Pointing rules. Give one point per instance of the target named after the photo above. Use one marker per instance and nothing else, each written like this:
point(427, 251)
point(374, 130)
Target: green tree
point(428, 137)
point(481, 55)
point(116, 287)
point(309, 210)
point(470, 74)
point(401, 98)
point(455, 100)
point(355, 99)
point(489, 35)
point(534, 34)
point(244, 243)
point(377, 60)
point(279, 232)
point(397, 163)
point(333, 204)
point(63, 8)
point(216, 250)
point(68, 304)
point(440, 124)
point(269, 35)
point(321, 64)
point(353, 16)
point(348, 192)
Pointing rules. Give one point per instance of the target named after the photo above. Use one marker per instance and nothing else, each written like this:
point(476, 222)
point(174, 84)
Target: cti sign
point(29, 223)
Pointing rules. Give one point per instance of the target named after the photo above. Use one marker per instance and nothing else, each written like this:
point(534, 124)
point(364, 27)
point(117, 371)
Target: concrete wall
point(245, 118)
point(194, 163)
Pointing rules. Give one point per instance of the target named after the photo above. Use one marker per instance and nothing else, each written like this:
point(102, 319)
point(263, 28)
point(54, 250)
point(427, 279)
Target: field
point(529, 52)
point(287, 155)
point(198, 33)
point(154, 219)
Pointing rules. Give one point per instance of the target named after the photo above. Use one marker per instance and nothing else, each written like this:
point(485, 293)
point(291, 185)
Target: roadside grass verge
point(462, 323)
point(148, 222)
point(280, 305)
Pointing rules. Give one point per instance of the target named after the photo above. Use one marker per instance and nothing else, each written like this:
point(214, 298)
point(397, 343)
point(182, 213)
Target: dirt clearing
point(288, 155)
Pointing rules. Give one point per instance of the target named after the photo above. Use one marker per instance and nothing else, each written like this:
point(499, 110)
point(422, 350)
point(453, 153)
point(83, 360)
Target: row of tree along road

▸ **Task description**:
Copy out each line above, character for character.

▸ **Solution to the exercise**:
Pointing rules. Give one point per instance of the target named after the photo above. Use one marker per instance and nothing else, each written like this:
point(427, 251)
point(374, 130)
Target: green tree
point(428, 137)
point(481, 55)
point(116, 287)
point(309, 210)
point(470, 74)
point(401, 98)
point(455, 100)
point(355, 99)
point(489, 35)
point(534, 34)
point(244, 243)
point(377, 60)
point(279, 232)
point(397, 163)
point(333, 204)
point(63, 8)
point(216, 250)
point(68, 304)
point(440, 124)
point(269, 35)
point(321, 64)
point(353, 16)
point(348, 192)
Pointing rules. Give one point per instance of the target named after the photo above. Use one marker per instance and nothing else, each written like this:
point(476, 222)
point(174, 84)
Target: cti sign
point(29, 223)
Pointing rules. Give one point per instance of the target named after the photo above. Use one marker per instance and nothing else, each written like this:
point(534, 124)
point(364, 27)
point(117, 371)
Target: concrete wall
point(245, 118)
point(194, 163)
Pointing rules. Give one point per instance of the target named after the photo above. Use one marker per instance and nothing else, each written like this:
point(102, 319)
point(263, 28)
point(54, 250)
point(427, 279)
Target: field
point(529, 52)
point(287, 155)
point(198, 33)
point(154, 219)
Pointing rules. Give one point per instance of the target named after the photo above. Use one marker per instance and nothing else, each written like this:
point(485, 293)
point(291, 185)
Target: roadside grass verge
point(462, 323)
point(148, 222)
point(280, 305)
Pointing rules. Give one point per instance of the target named after the photo above. Use one marker per instance and nothing else, each written like this:
point(214, 298)
point(397, 343)
point(182, 213)
Target: dirt clearing
point(288, 155)
Pointing rules. Give one point per instance of the target named after the photo above. Use one marker per instance and nothing else, each written like this:
point(499, 110)
point(422, 350)
point(453, 153)
point(83, 360)
Target: row of tree along road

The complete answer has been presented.